:: PASSAGE PROVIDED ::

# Data analysis - Introduction for FYSC12 Labs

## Table of Content

* [About this Notebook](#about)


* [Importing python packages](#import)


* [Read experimental data from file](#read)
    * [Loading spectrum](#load)
    * [Plotting the data](#plot)


* [Analyzing the data](#fit)
    * [Fitting a Gaussian](#gaussian)
        * [Calculate Peak Area](#peak_area)
        * [Analysis code](#code_gaussian)
        * [Gaussian widget](#widget_gaussian)
    * [Fitting a Gaussian with linear background](#background)
        * [Analysis code](#code_background)
        * [Background widget](#widget_background)
    * [Fit a line - Energy calibration](#line)
    * [Statistical analysis - Error propagation](#stat)

## About this Notebook <a name="about"></a>

The purpose of this _jupyter_ notebook is to introduce data analysis in the
frame of gamma spectroscopy. The example programming language is _Python3_ , but
of course most coding languages can do the job properly. If you have never
programmed before there are so many great tutorials available across the web.
There even exist plenty _Open Online Courses_ , e.g.

:::

- [DIRECTIVE A]:
Return the lines of the records word for word, starting at the line that contains "Would you kindly indicate the roof" and continuing through the last line of the records.

:: INFORMATION PROVIDED ::

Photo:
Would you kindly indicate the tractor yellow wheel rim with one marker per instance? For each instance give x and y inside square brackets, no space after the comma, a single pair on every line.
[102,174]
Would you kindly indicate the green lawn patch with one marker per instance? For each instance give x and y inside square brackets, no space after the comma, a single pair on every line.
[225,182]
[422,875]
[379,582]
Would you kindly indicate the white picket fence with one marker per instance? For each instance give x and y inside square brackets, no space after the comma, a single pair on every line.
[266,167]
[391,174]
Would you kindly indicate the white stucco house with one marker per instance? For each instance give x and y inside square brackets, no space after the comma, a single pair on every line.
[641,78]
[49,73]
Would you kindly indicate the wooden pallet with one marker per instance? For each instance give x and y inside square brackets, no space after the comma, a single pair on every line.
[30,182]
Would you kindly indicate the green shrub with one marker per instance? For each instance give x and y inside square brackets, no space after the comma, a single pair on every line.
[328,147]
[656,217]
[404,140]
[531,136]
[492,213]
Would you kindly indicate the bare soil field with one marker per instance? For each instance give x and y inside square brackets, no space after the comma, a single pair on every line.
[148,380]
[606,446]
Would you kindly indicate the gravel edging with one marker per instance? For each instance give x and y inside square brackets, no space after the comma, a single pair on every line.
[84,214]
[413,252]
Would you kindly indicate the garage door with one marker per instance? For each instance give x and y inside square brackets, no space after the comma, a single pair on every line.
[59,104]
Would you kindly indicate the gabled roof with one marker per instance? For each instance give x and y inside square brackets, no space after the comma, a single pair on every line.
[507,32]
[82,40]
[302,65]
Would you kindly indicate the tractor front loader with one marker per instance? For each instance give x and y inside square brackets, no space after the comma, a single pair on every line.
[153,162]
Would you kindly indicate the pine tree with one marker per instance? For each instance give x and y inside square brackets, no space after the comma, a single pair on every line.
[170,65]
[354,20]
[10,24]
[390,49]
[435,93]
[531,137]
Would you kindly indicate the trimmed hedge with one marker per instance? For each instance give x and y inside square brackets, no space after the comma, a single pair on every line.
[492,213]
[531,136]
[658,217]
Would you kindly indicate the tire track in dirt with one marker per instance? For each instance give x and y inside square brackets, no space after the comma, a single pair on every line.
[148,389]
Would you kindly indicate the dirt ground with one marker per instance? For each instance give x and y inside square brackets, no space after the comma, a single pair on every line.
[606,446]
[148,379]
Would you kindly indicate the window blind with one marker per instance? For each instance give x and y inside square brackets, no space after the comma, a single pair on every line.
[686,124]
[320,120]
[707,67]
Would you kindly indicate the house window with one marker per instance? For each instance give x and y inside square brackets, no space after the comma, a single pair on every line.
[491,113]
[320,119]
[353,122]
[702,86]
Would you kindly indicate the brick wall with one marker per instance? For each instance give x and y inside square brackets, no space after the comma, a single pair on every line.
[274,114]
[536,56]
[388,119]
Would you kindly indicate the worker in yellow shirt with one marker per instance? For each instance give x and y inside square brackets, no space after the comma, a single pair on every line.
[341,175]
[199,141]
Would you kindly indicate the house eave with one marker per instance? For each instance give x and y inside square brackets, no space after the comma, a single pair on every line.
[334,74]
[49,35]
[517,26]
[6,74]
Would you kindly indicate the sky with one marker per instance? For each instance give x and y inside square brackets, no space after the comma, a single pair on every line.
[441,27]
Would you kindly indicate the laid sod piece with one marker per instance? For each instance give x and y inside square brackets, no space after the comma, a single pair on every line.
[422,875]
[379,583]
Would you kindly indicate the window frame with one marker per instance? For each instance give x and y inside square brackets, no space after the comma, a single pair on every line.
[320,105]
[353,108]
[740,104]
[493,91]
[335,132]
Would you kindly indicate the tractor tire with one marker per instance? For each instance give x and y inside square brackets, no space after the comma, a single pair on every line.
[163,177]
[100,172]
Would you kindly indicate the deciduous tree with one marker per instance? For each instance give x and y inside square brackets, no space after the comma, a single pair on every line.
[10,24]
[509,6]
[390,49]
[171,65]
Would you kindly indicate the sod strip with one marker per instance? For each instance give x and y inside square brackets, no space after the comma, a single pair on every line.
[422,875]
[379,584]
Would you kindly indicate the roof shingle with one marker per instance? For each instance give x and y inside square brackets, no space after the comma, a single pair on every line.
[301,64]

:::

- [DIRECTIVE B]:
Which example programming language does the data analysis notebook use?

- [WRITTEN ANSWER A]:
Would you kindly indicate the roof shingle with one marker per instance? For each instance give x and y inside square brackets, no space after the comma, a single pair on every line.
[301,64]

- [WRITTEN ANSWER B]:
Python3